* _BRIEF_:
Rewrite the lines starting with the one containing "Task: place a pin on each instance of the porch post." up to and including the last line, changing "porch post" to "porch column" and keeping everything else the same.

┌─ INPUT ROWS

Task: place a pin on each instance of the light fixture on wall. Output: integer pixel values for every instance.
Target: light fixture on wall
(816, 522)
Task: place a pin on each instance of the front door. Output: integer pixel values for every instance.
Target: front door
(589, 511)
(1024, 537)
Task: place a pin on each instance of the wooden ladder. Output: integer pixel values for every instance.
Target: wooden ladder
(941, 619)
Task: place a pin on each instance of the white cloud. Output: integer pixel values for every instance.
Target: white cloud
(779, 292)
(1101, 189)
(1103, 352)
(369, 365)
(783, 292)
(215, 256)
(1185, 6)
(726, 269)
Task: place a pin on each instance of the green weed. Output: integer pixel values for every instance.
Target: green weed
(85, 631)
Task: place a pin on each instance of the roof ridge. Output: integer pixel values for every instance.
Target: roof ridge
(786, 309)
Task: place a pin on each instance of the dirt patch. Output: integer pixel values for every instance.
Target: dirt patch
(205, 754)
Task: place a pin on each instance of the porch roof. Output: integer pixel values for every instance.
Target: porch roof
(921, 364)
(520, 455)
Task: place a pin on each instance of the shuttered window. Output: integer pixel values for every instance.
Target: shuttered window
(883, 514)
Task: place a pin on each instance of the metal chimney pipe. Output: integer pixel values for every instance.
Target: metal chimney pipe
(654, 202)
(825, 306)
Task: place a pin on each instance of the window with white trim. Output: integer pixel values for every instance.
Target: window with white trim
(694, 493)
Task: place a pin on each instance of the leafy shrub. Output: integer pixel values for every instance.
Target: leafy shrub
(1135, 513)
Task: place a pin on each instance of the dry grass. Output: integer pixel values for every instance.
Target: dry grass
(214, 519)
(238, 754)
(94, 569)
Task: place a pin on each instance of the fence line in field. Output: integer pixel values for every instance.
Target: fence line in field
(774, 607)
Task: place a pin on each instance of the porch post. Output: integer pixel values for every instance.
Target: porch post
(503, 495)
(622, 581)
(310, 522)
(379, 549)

└─

* _EXPECTED ANSWER_:
Task: place a pin on each instance of the porch column. Output: integer pixel values for every instance.
Target: porch column
(503, 495)
(622, 581)
(310, 522)
(379, 549)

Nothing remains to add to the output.